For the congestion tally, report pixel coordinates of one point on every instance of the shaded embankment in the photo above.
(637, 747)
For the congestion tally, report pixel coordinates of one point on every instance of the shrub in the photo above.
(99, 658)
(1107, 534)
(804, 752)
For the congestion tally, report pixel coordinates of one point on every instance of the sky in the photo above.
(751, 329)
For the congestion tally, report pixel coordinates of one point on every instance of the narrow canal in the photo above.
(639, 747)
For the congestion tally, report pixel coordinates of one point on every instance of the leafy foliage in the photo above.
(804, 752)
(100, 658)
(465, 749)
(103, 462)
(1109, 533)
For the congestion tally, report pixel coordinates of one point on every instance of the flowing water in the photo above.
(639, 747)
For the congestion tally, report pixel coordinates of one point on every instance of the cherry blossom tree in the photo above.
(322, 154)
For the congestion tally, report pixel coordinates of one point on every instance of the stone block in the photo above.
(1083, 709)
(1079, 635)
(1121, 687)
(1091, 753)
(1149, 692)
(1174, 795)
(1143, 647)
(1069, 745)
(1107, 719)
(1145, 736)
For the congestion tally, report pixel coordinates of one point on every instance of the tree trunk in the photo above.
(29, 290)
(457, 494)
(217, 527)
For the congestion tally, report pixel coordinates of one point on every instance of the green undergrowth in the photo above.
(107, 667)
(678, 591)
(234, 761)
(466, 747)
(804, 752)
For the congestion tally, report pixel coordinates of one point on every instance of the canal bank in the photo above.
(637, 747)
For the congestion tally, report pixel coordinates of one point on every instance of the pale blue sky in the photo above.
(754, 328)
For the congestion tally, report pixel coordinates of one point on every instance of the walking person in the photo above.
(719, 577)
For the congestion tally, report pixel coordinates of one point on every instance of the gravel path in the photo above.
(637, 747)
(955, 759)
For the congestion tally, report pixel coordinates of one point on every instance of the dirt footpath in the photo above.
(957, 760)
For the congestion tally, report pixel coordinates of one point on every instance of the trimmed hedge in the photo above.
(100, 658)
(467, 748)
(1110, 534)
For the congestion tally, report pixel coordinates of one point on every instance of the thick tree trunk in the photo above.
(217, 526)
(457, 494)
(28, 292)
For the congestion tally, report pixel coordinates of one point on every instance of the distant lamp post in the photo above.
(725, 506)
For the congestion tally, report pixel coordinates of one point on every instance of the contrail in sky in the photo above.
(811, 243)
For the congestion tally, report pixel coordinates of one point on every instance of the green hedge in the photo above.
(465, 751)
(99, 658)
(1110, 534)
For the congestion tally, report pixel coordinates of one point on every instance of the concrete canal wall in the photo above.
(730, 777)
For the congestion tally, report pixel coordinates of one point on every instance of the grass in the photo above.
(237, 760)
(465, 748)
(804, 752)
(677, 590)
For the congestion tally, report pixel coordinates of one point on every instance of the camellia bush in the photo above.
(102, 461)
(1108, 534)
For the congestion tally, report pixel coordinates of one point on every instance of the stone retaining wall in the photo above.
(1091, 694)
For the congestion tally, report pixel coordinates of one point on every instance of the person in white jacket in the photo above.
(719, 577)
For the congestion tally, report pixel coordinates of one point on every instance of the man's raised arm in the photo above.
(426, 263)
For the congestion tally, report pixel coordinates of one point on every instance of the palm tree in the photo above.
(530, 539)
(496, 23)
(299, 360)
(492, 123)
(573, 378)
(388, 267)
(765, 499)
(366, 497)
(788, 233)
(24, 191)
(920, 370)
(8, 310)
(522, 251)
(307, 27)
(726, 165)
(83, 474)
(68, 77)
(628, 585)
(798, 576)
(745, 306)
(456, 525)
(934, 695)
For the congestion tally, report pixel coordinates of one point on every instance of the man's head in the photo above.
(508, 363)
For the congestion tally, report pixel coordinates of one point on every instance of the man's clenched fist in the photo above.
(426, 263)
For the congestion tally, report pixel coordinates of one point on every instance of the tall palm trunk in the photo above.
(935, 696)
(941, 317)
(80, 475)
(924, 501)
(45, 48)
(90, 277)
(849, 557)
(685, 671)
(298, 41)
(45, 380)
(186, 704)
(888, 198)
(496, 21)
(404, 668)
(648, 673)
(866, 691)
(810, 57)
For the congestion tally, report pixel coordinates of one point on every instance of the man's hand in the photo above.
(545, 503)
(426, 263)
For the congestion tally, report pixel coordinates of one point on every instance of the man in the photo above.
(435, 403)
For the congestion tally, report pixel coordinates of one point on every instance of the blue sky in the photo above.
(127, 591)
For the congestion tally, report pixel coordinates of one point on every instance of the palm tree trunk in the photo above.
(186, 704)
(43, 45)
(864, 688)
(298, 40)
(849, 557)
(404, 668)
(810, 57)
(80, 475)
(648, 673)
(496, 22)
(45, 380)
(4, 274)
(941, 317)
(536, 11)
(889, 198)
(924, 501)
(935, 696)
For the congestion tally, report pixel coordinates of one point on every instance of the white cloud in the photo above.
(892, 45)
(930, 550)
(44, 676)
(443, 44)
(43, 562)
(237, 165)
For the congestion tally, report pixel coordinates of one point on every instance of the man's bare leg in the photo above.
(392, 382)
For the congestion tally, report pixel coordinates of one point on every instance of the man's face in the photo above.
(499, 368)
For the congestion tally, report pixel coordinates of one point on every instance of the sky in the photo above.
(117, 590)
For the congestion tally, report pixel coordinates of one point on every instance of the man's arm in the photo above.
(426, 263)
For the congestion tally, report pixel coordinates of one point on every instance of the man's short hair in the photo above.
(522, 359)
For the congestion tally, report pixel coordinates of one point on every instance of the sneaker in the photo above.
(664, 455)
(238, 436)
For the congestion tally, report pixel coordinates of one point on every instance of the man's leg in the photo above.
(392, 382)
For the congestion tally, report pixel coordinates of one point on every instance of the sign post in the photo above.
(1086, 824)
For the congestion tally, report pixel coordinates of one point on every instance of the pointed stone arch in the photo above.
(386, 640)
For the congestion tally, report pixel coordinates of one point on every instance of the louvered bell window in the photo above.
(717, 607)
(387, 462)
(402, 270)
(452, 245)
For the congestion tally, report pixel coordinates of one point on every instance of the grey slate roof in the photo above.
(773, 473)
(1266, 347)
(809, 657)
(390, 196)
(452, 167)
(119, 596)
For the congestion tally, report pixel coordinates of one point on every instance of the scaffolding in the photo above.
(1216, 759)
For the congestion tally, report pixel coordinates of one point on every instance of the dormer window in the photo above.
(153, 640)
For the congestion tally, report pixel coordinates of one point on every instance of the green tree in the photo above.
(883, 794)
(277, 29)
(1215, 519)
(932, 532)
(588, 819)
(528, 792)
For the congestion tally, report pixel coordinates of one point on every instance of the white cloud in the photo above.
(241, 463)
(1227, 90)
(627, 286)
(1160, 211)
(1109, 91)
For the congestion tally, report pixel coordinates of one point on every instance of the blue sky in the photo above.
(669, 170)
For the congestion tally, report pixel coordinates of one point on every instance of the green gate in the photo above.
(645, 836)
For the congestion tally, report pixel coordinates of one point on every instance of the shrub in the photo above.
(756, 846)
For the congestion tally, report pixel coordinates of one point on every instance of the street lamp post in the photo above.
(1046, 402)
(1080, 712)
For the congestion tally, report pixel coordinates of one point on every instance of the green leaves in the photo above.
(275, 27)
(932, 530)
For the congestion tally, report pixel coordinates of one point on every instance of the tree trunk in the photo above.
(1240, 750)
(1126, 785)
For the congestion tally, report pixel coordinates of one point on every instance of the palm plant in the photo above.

What is expected
Reproduce all of the material with each occurrence of "congestion tally" replaced by "scene inventory" and everything else unchanged.

Result for this task
For the scene inventory, report pixel coordinates of one point on every instance of the shaded embankment in the photo above.
(637, 747)
For the scene inventory, report pixel coordinates of one point on every instance of the shrub in the photo above.
(99, 658)
(1107, 534)
(804, 752)
For the scene inventory, report pixel coordinates of one point on every instance of the sky in the photo above.
(751, 329)
For the scene inventory, report pixel coordinates of one point on every instance of the narrow canal in the photo above.
(639, 747)
For the scene inventory, report pixel coordinates of one point on every instance of the leafy foliage in the photo above.
(804, 752)
(100, 658)
(465, 749)
(103, 462)
(1109, 533)
For the scene inventory, report pixel coordinates of one point on every instance of the flowing water in the photo above.
(639, 747)
For the scene inventory, report pixel coordinates of one point on every instance of the cherry blossom tree in the photo above.
(322, 154)
For the scene inventory, report pixel coordinates of one point on every instance of the stone block in the photo above.
(1083, 709)
(1079, 635)
(1121, 687)
(1091, 753)
(1149, 692)
(1174, 795)
(1143, 647)
(1069, 745)
(1107, 719)
(1145, 736)
For the scene inventory, report pixel coordinates of one point on every instance of the tree trunk in the photo above.
(29, 290)
(457, 494)
(217, 527)
For the scene inventory, report pixel coordinates of one point on every instance of the green undergrowth in the photo above.
(107, 667)
(678, 591)
(234, 761)
(466, 747)
(804, 752)
For the scene inventory, report pixel coordinates of one point on every instance of the canal bank in the photo above.
(637, 747)
For the scene inventory, report pixel coordinates of one point on every instance of the pale blue sky in the photo above.
(754, 328)
For the scene inventory, report pixel coordinates of one point on every instance of the walking person in the photo above.
(719, 577)
For the scene inventory, report pixel coordinates of one point on every instance of the gravel path in the photo above.
(637, 747)
(955, 759)
For the scene inventory, report pixel coordinates of one point on every instance of the dirt footpath in the photo above.
(957, 760)
For the scene inventory, report pixel coordinates of one point on every instance of the trimmed hedge in the photo above.
(100, 658)
(467, 748)
(1110, 534)
For the scene inventory, report pixel coordinates of one point on every instance of the thick tree trunk in the photo above.
(217, 526)
(457, 494)
(28, 292)
For the scene inventory, report pixel coordinates of one point on every instance of the distant lamp post in the photo above.
(725, 506)
For the scene inventory, report pixel coordinates of one point on every instance of the contrail in sky in the photo above.
(811, 243)
For the scene inventory, report pixel coordinates of one point on every instance of the green hedge in the photo above.
(465, 751)
(99, 658)
(1110, 534)
For the scene inventory, report pixel coordinates of one point on every instance of the concrete canal wall in the photo above.
(730, 777)
For the scene inventory, report pixel coordinates of one point on every instance of the grass in the photo above.
(237, 760)
(465, 748)
(804, 752)
(677, 590)
For the scene inventory, report pixel coordinates of one point on every instance of the camellia bush in the photo above.
(102, 461)
(1108, 534)
For the scene inventory, report pixel coordinates of one point on every instance of the stone retaining wall in the photo above.
(1091, 694)
For the scene inventory, report pixel coordinates of one point on every instance of the person in white jacket in the photo above.
(719, 577)
For the scene inventory, report pixel coordinates of one point on every instance of the man's raised arm in the photo above.
(426, 263)
For the scene inventory, report pixel coordinates of one point on every instance of the palm tree in the photo above.
(530, 539)
(496, 23)
(299, 360)
(492, 123)
(573, 378)
(388, 267)
(765, 499)
(366, 497)
(788, 233)
(24, 191)
(920, 370)
(8, 310)
(522, 251)
(307, 27)
(726, 165)
(83, 474)
(68, 77)
(628, 585)
(798, 576)
(745, 306)
(456, 525)
(934, 695)
For the scene inventory, report pixel coordinates of one point on every instance of the man's head in the photo above.
(508, 363)
For the scene inventory, report pixel coordinates of one point on every instance of the man's clenched fist in the photo above.
(426, 263)
For the scene inventory, report pixel coordinates of one point on every instance of the tall palm trunk in the photo above.
(935, 696)
(941, 317)
(80, 475)
(924, 501)
(45, 48)
(90, 277)
(849, 557)
(685, 671)
(298, 41)
(45, 380)
(186, 704)
(888, 198)
(496, 21)
(404, 668)
(648, 673)
(866, 691)
(810, 57)
For the scene inventory, report pixel coordinates of one point on every instance of the man's hand in the photo above.
(545, 503)
(426, 263)
For the scene inventory, report pixel coordinates of one point on every instance of the man in the photo above.
(435, 403)
For the scene inventory, report pixel coordinates of one point on every instance of the blue sky in the photo above.
(127, 591)
For the scene inventory, report pixel coordinates of one point on every instance of the palm tree trunk in the photo above.
(186, 704)
(43, 45)
(864, 688)
(298, 40)
(849, 557)
(404, 668)
(810, 57)
(80, 475)
(648, 673)
(496, 22)
(45, 380)
(4, 274)
(941, 317)
(536, 11)
(889, 198)
(924, 501)
(935, 696)
For the scene inventory, report pixel coordinates of one point on every instance of the white cloud in the photo above.
(892, 45)
(930, 550)
(44, 676)
(443, 44)
(43, 562)
(237, 165)
For the scene inventory, report pixel coordinates of one point on every instance of the man's bare leg in the photo above.
(392, 382)
For the scene inventory, report pixel coordinates of one point on every instance of the man's face in the photo above.
(499, 368)
For the scene inventory, report pixel coordinates of one point on every instance of the sky in the photo above.
(117, 590)
For the scene inventory, report pixel coordinates of one point on every instance of the man's arm in the photo above.
(426, 263)
For the scene inventory, report pixel coordinates of one point on every instance of the man's short hair in the photo above.
(522, 359)
For the scene inventory, report pixel coordinates of one point on every instance of the sneaker in the photo above.
(664, 455)
(238, 436)
For the scene inventory, report pixel coordinates of one point on every instance of the man's leg in the photo above.
(392, 382)
For the scene inventory, report pixel coordinates of one point on every instance of the sign post in the photo above.
(1086, 824)
For the scene inventory, report pixel coordinates of one point on every instance of the pointed stone arch in the photo above.
(386, 640)
For the scene inventory, report pixel coordinates of one point on every instance of the louvered bell window in the photo above.
(717, 607)
(387, 462)
(402, 270)
(452, 245)
For the scene inventory, report pixel coordinates of one point on every instance of the grey slate roof in the photo above.
(773, 473)
(1266, 347)
(809, 657)
(390, 196)
(452, 167)
(119, 596)
For the scene inventory, report pixel coordinates of one point on every instance of the scaffolding in the photo above.
(1216, 759)
For the scene inventory, report pixel coordinates of one point on every instance of the dormer window in the photo above.
(153, 640)
For the scene inventory, report pixel coordinates of one point on every instance of the green tree in the photo above.
(883, 794)
(277, 29)
(1215, 519)
(932, 532)
(588, 819)
(528, 792)
For the scene inventory, report pixel coordinates of one point on every instance of the white cloud in the photo above.
(241, 463)
(1227, 90)
(627, 286)
(1160, 211)
(1109, 91)
For the scene inventory, report pixel coordinates of one point on every instance of the blue sky in the photo above.
(669, 170)
For the scene inventory, report pixel coordinates of one point on every instance of the green gate in the photo above.
(645, 836)
For the scene inventory, report pixel coordinates of one point on every instance of the shrub in the photo above.
(756, 846)
For the scene inventory, report pixel coordinates of one point on every instance of the street lamp post in the photo above.
(1046, 402)
(1080, 712)
For the scene inventory, report pixel coordinates of one point on every instance of the green leaves in the photo above.
(275, 27)
(932, 530)
For the scene inventory, report pixel coordinates of one point on every instance of the tree trunk in the photo above.
(1240, 750)
(1126, 785)
For the scene inventory, report pixel coordinates of one point on every instance of the palm plant in the photo above.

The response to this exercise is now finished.